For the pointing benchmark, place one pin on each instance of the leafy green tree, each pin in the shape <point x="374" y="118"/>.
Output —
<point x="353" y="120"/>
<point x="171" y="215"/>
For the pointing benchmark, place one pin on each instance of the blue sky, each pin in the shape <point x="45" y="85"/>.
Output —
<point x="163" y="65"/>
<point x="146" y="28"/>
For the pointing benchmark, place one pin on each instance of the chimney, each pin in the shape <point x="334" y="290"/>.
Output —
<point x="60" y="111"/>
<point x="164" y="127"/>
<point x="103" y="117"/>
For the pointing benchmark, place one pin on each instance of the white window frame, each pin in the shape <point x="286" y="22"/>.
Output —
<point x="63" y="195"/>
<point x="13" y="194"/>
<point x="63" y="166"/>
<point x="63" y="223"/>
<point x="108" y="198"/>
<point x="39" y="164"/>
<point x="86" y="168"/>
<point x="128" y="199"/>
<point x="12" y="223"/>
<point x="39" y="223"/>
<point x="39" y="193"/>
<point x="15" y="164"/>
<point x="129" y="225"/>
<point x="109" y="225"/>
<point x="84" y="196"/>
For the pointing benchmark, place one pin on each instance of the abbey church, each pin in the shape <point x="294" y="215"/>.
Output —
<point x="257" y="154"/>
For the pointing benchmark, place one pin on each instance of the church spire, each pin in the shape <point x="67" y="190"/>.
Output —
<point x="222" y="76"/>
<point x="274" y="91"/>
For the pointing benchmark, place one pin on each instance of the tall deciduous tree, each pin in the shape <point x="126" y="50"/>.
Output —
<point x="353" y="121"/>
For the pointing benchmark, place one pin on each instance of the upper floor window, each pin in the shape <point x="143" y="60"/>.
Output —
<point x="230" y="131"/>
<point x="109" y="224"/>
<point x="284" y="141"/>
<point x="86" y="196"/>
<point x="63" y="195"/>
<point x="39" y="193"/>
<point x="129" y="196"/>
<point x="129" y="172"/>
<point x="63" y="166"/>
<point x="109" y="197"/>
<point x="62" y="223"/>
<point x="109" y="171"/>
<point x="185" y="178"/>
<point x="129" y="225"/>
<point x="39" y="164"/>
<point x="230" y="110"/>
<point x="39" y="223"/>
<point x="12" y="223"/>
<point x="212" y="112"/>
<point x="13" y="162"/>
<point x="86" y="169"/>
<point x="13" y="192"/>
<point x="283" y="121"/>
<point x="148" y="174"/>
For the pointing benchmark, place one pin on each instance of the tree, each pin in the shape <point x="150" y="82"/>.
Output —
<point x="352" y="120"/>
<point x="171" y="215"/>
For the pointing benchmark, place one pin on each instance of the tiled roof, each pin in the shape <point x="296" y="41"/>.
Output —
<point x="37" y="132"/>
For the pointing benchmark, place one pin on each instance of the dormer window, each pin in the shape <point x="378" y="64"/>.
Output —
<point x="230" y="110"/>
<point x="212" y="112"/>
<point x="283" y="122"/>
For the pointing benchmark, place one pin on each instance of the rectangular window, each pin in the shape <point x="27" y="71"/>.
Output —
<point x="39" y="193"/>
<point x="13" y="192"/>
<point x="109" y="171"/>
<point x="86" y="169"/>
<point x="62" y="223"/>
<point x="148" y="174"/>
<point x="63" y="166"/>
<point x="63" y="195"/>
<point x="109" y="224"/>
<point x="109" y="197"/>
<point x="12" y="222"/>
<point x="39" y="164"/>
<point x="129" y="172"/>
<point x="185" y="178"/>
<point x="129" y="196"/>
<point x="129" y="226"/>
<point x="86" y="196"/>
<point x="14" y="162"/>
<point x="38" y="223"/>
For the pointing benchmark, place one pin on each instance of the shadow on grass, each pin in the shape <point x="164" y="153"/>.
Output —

▬▬▬

STATED GOAL =
Starting with the line with "the tree, each" and going on through the end of the entries, write those lines out again, requests included, scaling every x and y coordinate in the answers by 0.2 and rounding to whole numbers, halves up. Keep the numbers in the requests and their sample points unchanged.

EXPECTED ANSWER =
For the pointing benchmark, place one pin on each instance of the tree, each pin in the shape <point x="150" y="82"/>.
Output —
<point x="70" y="24"/>
<point x="34" y="43"/>
For the pointing benchmark, place one pin on each instance of the tiled roof, each pin in the shape <point x="296" y="41"/>.
Output —
<point x="7" y="26"/>
For the pointing benchmark, place one pin on each instance of the dormer window, each pin in the shape <point x="378" y="64"/>.
Output —
<point x="46" y="22"/>
<point x="42" y="22"/>
<point x="57" y="24"/>
For the pointing benchmark, place one pin on each instance of the rectangular window, each pin in the shape <point x="27" y="71"/>.
Output —
<point x="8" y="39"/>
<point x="3" y="38"/>
<point x="22" y="34"/>
<point x="17" y="34"/>
<point x="12" y="45"/>
<point x="30" y="35"/>
<point x="13" y="33"/>
<point x="13" y="39"/>
<point x="22" y="45"/>
<point x="22" y="39"/>
<point x="2" y="44"/>
<point x="8" y="33"/>
<point x="26" y="34"/>
<point x="37" y="36"/>
<point x="26" y="39"/>
<point x="26" y="45"/>
<point x="17" y="39"/>
<point x="3" y="32"/>
<point x="8" y="45"/>
For the pointing benchmark, place one pin on each instance of the shadow on grass, each pin in the shape <point x="164" y="153"/>.
Output —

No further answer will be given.